- _What to work on_: Please rewrite the items below with every "formatted" changed to "structured" and nothing else altered.

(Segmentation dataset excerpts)
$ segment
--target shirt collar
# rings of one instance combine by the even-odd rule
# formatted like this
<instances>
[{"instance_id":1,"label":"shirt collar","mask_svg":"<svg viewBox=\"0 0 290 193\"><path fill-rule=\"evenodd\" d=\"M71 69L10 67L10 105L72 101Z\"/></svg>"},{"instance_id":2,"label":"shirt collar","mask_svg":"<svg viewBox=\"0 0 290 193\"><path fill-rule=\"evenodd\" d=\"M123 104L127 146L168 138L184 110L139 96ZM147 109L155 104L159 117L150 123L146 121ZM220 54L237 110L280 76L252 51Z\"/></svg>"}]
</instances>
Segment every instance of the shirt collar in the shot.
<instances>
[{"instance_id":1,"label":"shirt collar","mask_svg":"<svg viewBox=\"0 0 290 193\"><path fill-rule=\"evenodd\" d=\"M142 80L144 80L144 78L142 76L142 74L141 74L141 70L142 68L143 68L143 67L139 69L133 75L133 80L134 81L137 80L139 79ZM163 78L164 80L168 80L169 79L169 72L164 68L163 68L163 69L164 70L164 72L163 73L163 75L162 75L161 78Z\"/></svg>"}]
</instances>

- _Output_:
$ segment
--target shirt collar
# rings of one instance combine by the even-odd rule
# structured like this
<instances>
[{"instance_id":1,"label":"shirt collar","mask_svg":"<svg viewBox=\"0 0 290 193\"><path fill-rule=\"evenodd\" d=\"M71 69L10 67L10 105L72 101Z\"/></svg>"},{"instance_id":2,"label":"shirt collar","mask_svg":"<svg viewBox=\"0 0 290 193\"><path fill-rule=\"evenodd\" d=\"M123 104L127 146L168 138L184 110L139 96ZM147 109L155 104L159 117L150 123L146 121ZM220 54L237 110L280 76L252 51Z\"/></svg>"}]
</instances>
Segment every instance of the shirt collar in the shot.
<instances>
[{"instance_id":1,"label":"shirt collar","mask_svg":"<svg viewBox=\"0 0 290 193\"><path fill-rule=\"evenodd\" d=\"M142 80L144 80L144 78L142 76L142 74L141 74L141 70L142 68L143 68L143 67L139 69L133 75L133 80L134 81L137 80L139 79ZM163 78L164 80L168 80L169 79L169 72L164 68L163 68L163 69L164 70L164 72L163 73L163 75L162 75L161 78Z\"/></svg>"}]
</instances>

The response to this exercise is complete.